%%

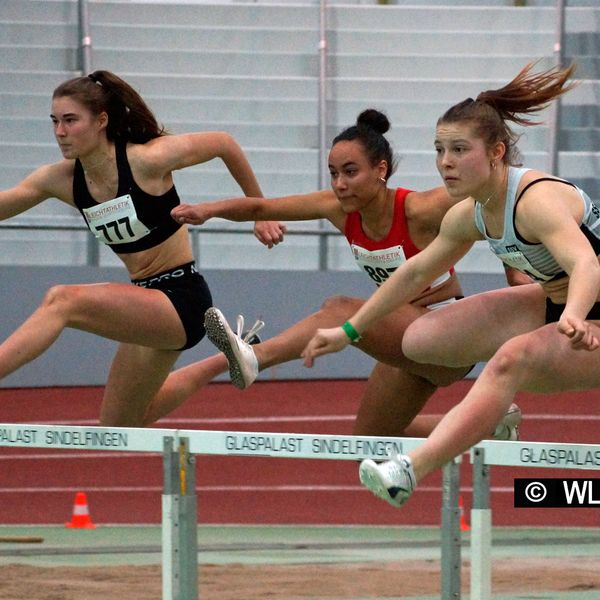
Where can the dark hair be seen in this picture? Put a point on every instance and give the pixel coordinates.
(491, 111)
(370, 126)
(129, 118)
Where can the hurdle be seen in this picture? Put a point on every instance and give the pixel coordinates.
(179, 449)
(511, 454)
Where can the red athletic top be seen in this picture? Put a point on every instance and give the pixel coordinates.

%%

• **Task instructions**
Without the pictures, return all the entries above exactly as they stand.

• **Solution for this task**
Where can the dark hair be seen in this picture? Put a point on every instance and give the pixel coordinates.
(491, 111)
(370, 126)
(129, 118)
Where can the hurdle be seen in this picture? Put a point on every instance and give the pixel coordinates.
(179, 449)
(511, 454)
Where can the red athletic top be seen in this picture? Put a point on every instance and give the pixel coordinates.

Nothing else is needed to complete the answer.